Write out, word for word, the line that contains "Detect white cloud." and each line after it down to the last line of the data below. Include nothing more.

## Dataset content
::::::::
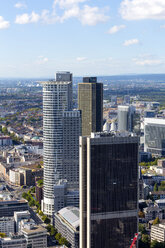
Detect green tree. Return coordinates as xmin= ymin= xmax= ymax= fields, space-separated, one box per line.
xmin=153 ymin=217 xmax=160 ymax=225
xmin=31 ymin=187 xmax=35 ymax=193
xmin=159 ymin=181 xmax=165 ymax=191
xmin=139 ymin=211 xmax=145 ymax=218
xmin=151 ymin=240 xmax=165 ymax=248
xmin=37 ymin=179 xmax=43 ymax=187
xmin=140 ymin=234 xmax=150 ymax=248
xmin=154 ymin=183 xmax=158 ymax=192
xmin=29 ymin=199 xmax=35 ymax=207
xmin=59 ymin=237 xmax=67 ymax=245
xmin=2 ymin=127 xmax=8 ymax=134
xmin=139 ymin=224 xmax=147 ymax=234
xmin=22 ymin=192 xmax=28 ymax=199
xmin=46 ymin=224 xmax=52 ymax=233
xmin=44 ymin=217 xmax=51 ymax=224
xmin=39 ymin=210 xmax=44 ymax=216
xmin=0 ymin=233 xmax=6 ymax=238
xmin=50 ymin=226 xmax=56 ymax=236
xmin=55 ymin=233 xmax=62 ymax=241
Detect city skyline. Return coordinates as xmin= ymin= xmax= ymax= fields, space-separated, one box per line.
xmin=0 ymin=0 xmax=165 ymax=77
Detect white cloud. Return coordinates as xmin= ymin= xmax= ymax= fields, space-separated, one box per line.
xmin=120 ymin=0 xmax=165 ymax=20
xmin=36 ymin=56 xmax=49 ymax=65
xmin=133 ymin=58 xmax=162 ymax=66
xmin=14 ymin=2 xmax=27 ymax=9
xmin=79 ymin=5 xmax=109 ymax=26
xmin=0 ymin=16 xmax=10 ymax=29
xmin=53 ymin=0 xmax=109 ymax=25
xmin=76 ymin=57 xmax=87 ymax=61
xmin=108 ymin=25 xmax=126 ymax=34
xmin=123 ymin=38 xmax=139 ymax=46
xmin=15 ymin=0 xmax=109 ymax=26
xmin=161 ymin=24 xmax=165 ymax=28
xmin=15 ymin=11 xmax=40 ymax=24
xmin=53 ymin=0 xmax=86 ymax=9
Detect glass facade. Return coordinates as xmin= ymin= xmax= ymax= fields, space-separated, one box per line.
::::::::
## Output for this task
Detect white cloud. Return coordinates as xmin= ymin= xmax= ymax= fields, space-separated, one box per line.
xmin=120 ymin=0 xmax=165 ymax=20
xmin=36 ymin=56 xmax=49 ymax=65
xmin=133 ymin=58 xmax=162 ymax=66
xmin=14 ymin=2 xmax=27 ymax=9
xmin=79 ymin=5 xmax=109 ymax=26
xmin=0 ymin=16 xmax=10 ymax=29
xmin=53 ymin=0 xmax=109 ymax=25
xmin=76 ymin=57 xmax=87 ymax=61
xmin=108 ymin=25 xmax=126 ymax=34
xmin=123 ymin=38 xmax=139 ymax=46
xmin=15 ymin=0 xmax=109 ymax=26
xmin=161 ymin=24 xmax=165 ymax=28
xmin=15 ymin=11 xmax=40 ymax=24
xmin=53 ymin=0 xmax=86 ymax=9
Detect glass facade. Return coordinates as xmin= ymin= xmax= ymax= fields, space-separated, one box per line.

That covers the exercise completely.